━━ Information provided

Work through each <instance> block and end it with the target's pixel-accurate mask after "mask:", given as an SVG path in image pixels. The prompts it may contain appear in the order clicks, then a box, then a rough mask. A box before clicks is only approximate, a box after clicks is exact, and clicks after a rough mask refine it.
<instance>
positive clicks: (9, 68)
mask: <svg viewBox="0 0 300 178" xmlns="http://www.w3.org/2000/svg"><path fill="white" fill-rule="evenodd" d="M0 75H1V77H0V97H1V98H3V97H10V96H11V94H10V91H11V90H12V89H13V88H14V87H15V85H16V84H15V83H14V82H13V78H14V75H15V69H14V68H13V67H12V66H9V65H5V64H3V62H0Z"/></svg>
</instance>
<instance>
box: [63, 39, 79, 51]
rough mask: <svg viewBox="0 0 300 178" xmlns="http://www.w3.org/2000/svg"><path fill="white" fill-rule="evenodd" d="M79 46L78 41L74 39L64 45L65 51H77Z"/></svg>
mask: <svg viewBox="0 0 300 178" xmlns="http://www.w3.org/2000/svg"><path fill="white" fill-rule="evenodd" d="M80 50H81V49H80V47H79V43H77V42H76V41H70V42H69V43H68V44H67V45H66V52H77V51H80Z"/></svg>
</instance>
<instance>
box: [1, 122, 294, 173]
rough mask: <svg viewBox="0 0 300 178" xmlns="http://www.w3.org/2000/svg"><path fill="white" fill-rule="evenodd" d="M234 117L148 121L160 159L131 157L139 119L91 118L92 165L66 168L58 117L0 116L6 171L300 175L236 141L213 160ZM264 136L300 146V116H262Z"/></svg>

━━━━
━━ Information provided

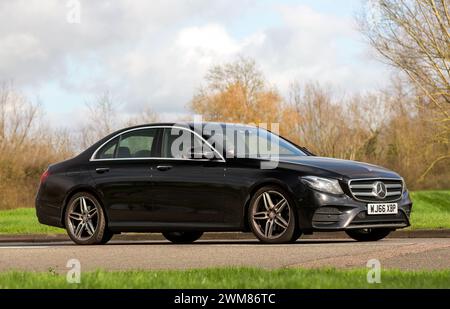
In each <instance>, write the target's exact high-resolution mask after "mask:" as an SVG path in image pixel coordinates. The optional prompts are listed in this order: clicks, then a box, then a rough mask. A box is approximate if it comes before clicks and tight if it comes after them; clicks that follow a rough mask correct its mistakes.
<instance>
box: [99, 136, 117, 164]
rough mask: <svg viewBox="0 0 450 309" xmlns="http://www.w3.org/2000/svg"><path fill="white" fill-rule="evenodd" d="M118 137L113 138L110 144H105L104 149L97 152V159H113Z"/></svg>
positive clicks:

━━━━

[What the exercise asks] Take the lines above from the one containing "box: [1, 122, 294, 173]" down to the one containing "117L148 121L160 159L131", and transcribe them exactly, both ends included.

[Finished exercise]
box: [1, 122, 294, 173]
rough mask: <svg viewBox="0 0 300 178" xmlns="http://www.w3.org/2000/svg"><path fill="white" fill-rule="evenodd" d="M234 117L148 121L160 159L131 157L139 119L91 118L92 165L66 168L58 117L0 116L6 171L300 175L236 141L213 160ZM264 136L300 146V116H262Z"/></svg>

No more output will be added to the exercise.